### ACTIVITY:
You are asked to write out the full listing exactly as it stands.

### DATASET RECORDS:
>>>>

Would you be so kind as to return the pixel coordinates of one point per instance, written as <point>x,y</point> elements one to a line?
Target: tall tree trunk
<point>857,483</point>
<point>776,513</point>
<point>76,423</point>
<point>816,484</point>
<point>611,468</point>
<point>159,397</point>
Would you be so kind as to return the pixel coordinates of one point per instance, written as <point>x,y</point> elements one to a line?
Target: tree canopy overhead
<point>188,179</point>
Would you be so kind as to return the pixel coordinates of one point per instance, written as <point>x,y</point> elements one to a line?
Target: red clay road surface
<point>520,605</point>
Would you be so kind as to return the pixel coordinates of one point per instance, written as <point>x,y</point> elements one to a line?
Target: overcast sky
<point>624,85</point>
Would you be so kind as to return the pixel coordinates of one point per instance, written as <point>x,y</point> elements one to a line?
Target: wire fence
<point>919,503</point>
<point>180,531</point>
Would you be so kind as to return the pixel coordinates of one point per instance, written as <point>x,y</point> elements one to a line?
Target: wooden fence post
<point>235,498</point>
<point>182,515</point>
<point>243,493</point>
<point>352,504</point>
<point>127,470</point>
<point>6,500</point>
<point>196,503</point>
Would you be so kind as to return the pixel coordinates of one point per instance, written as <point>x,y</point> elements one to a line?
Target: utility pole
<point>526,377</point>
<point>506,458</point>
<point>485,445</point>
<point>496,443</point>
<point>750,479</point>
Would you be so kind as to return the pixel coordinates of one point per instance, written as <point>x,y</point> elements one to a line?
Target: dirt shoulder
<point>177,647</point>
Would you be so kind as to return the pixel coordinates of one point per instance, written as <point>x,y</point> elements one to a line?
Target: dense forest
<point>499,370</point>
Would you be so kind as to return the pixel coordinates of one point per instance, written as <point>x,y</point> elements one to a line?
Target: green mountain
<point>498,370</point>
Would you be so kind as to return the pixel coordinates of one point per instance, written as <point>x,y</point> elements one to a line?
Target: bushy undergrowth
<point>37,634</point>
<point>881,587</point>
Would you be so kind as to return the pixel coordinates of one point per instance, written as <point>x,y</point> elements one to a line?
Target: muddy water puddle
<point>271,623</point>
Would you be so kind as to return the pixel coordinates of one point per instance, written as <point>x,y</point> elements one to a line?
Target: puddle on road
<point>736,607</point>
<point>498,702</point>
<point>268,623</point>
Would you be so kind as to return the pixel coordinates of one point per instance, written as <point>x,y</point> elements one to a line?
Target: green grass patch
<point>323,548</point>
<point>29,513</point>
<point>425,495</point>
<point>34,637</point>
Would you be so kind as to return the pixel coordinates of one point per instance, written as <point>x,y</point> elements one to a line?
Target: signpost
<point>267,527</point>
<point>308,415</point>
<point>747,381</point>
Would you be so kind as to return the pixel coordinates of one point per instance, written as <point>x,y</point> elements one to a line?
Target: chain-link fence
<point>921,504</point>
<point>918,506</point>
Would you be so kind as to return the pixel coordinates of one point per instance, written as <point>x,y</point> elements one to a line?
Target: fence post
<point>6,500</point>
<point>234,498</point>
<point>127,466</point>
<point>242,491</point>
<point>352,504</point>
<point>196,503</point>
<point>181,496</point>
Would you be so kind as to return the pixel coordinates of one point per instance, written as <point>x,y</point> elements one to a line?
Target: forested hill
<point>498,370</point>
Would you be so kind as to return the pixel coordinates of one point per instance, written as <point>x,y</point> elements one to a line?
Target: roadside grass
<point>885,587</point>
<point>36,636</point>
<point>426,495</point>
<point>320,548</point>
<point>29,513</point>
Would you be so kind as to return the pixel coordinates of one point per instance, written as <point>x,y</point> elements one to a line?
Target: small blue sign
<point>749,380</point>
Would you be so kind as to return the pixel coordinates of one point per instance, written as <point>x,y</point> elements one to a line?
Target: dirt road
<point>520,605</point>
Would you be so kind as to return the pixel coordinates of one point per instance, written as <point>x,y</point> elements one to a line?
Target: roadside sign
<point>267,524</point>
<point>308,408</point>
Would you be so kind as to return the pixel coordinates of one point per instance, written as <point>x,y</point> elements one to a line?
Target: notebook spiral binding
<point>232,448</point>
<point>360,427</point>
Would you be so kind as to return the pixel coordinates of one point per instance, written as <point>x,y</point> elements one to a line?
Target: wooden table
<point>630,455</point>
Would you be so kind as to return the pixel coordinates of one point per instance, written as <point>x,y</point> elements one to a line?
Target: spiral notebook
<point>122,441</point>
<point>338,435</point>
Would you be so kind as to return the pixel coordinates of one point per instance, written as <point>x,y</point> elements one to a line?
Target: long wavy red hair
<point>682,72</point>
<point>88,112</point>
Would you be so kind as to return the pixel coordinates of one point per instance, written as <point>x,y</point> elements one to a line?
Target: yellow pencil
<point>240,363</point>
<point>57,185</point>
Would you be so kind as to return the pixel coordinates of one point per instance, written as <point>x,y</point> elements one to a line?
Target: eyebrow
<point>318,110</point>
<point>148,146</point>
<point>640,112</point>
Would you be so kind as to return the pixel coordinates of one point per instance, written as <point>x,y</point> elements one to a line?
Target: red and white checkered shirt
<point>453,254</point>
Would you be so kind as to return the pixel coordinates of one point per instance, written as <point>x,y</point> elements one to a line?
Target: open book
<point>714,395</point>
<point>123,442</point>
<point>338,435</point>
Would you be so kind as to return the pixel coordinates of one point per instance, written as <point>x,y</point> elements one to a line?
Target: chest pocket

<<<<

### ANSWER SECTION:
Would you be so kind as to return the pixel coordinates of one point per instance, written as <point>x,y</point> elements one to a line?
Target: tall tree trunk
<point>857,483</point>
<point>776,513</point>
<point>76,423</point>
<point>816,484</point>
<point>611,468</point>
<point>159,397</point>
Would you be so kind as to return the pixel coordinates of one point per instance, written as <point>x,y</point> elements one to a line?
Target: tree canopy overhead
<point>188,179</point>
Would you be so kind as to return the pixel coordinates of one point per instance, written as <point>x,y</point> elements one to a line?
Target: red clay road surface
<point>520,605</point>
Would you be so kind as to return the pixel coordinates of one point per instance, written as <point>x,y</point> elements one to a line?
Target: overcast sky
<point>624,85</point>
Would you be so kind as to return the pixel coordinates of one point per instance, written as <point>x,y</point> elements one to a line?
Target: wire fence
<point>919,503</point>
<point>180,531</point>
Would you be so kind as to return the pixel coordinates of one point per instance, written as <point>x,y</point> elements one to a line?
Target: wooden fence post
<point>235,498</point>
<point>182,515</point>
<point>243,493</point>
<point>352,504</point>
<point>127,470</point>
<point>6,500</point>
<point>196,503</point>
Would you be so kind as to return the pixel coordinates of one point per instance, written as <point>x,y</point> elements one to a line?
Target: utility pole
<point>526,377</point>
<point>506,458</point>
<point>485,445</point>
<point>496,443</point>
<point>750,479</point>
Would you be so kind as to return the pixel coordinates of one point per instance, written as <point>x,y</point> elements one to a line?
Target: dirt shoulder
<point>177,647</point>
Would you be so kind as to return the pixel coordinates of one point per instance, written as <point>x,y</point> elements one to a line?
Target: dense forest
<point>499,370</point>
Would you be so kind as to return the pixel coordinates of one point per instance, written as <point>x,y</point> elements one to a line?
Target: green mountain
<point>498,370</point>
Would you be so kind as to return the pixel coordinates of one point per instance, written as <point>x,y</point> elements one to a line?
Target: bushy undergrowth
<point>37,634</point>
<point>881,587</point>
Would you be so kind as to return the pixel coordinates of one point per instance, written as <point>x,y</point> elements one to a line?
Target: muddy water puddle
<point>271,623</point>
Would you be so kind as to return the pixel coordinates of one point per instance, written as <point>x,y</point> elements one to a line?
Target: puddle on road
<point>736,607</point>
<point>498,702</point>
<point>268,623</point>
Would you be so kind as to return the pixel coordinates of one point per instance, written as <point>x,y</point> elements one to a line?
Target: green grass patch
<point>323,548</point>
<point>29,513</point>
<point>425,495</point>
<point>34,637</point>
Would you be so kind as to return the pixel coordinates of one point per instance, written as <point>x,y</point> elements one to a line?
Target: signpost
<point>267,527</point>
<point>308,415</point>
<point>747,381</point>
Would you be so kind as to return the pixel coordinates of one point per instance, written as <point>x,y</point> elements one to a line?
Target: chain-link fence
<point>921,504</point>
<point>918,506</point>
Would you be so kind as to return the pixel coordinates of one point per instance, written as <point>x,y</point> elements one to a line?
Target: fence post
<point>6,500</point>
<point>234,498</point>
<point>127,466</point>
<point>242,491</point>
<point>352,504</point>
<point>196,503</point>
<point>181,496</point>
Would you be so kind as to return the pixel coordinates of one point per instance, written as <point>x,y</point> elements one to a line?
Target: forested hill
<point>498,370</point>
Would you be so kind as to return the pixel coordinates of one point per instance, written as <point>x,y</point> elements one to a line?
Target: roadside grass
<point>885,587</point>
<point>36,636</point>
<point>426,495</point>
<point>320,548</point>
<point>29,513</point>
Would you be so kind as to return the pixel coordinates of one point per instance, written as <point>x,y</point> elements one to a line?
Target: small blue sign
<point>749,380</point>
Would you be so kind as to return the pixel coordinates of one point per instance, written as <point>x,y</point> elements one to a line?
Target: dirt road
<point>520,605</point>
Would you be so kind as to return the pixel coordinates of one point per instance, written as <point>x,y</point> elements one to a line?
Target: roadside sign
<point>267,524</point>
<point>308,408</point>
Would you be so kind as to return the pixel coordinates of one point per instance, written as <point>x,y</point> elements one to a line?
Target: notebook spiral binding
<point>232,448</point>
<point>360,427</point>
Would you be so kind as to return the pixel coordinates of one point per instance, written as <point>x,y</point> elements one to a line?
Target: wooden table
<point>630,455</point>
Would you be so kind as to return the pixel coordinates of one point per instance, written as <point>x,y</point> elements one to a line?
Target: spiral notebook
<point>122,441</point>
<point>338,435</point>
Would you be so kind as to return the pixel coordinates of one point per instance, written as <point>x,y</point> elements one to a line?
Target: long wavy red hair
<point>682,72</point>
<point>88,112</point>
Would you be so kind as to return the pixel coordinates of one point per instance, written as <point>x,y</point> elements one to a line?
Target: yellow pencil
<point>240,363</point>
<point>57,185</point>
Would you be so kind as to return the pixel coordinates of one point per instance, written as <point>x,y</point> elements one to a line?
Target: eyebrow
<point>318,110</point>
<point>148,146</point>
<point>640,112</point>
Would you be so kind as to return the pixel coordinates of one point per instance, written as <point>x,y</point> elements one to a line?
Target: red and white checkered shirt
<point>453,254</point>
Would you be so kind as to return the pixel coordinates of one point per instance, written as <point>x,y</point> elements one to a line?
Target: open book
<point>714,395</point>
<point>123,442</point>
<point>338,435</point>
Would you be so kind as to return the pixel coordinates of one point per instance, written as <point>x,y</point> elements one to a line?
Target: chest pocket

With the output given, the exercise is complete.